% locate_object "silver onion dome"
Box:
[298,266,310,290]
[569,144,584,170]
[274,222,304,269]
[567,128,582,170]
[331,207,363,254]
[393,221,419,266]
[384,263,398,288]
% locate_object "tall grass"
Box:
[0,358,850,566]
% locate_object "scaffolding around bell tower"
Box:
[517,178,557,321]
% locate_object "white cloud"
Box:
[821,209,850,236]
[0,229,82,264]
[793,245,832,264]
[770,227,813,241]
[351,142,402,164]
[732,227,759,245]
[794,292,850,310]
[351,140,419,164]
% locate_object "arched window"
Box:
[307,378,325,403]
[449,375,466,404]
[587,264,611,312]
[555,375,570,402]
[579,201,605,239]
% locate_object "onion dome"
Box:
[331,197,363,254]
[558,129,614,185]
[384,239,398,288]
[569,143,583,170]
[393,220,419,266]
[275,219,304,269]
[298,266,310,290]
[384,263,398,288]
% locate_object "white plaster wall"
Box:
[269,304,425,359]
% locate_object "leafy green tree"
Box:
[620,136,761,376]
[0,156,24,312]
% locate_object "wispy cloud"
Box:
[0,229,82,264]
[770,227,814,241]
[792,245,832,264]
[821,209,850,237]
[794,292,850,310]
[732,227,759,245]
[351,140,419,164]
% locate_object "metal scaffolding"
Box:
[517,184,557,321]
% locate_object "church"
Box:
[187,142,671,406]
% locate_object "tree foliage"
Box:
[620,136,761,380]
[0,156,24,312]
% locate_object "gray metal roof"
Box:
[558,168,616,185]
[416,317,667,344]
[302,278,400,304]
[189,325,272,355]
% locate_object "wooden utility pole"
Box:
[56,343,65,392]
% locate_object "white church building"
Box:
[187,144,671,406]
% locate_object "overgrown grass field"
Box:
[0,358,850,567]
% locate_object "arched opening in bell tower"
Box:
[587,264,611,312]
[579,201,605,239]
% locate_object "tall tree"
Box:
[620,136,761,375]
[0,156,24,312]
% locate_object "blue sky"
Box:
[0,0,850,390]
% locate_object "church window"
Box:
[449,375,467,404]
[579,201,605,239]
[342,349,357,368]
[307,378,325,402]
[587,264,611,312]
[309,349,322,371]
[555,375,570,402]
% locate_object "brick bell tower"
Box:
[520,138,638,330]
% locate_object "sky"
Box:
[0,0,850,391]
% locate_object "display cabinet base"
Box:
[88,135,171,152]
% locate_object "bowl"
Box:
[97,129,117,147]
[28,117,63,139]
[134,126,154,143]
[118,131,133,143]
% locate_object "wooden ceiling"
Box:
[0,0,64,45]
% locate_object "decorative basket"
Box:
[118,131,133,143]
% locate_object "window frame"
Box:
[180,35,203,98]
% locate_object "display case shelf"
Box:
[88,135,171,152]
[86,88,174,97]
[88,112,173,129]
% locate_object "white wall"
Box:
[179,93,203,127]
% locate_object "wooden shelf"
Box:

● What you have to do: Rewrite the records from their start through the line containing "[517,178,557,321]", inclusive, with "tall grass" changed to "long grass" and everything else left as it is.

● Response to this exercise:
% locate_object "silver onion dome"
Box:
[298,266,310,290]
[569,144,584,170]
[274,222,304,269]
[567,128,582,170]
[331,207,363,254]
[393,221,419,266]
[384,263,398,288]
% locate_object "long grass"
Box:
[0,358,850,566]
% locate_object "scaffolding around bell tower"
Box:
[517,178,557,321]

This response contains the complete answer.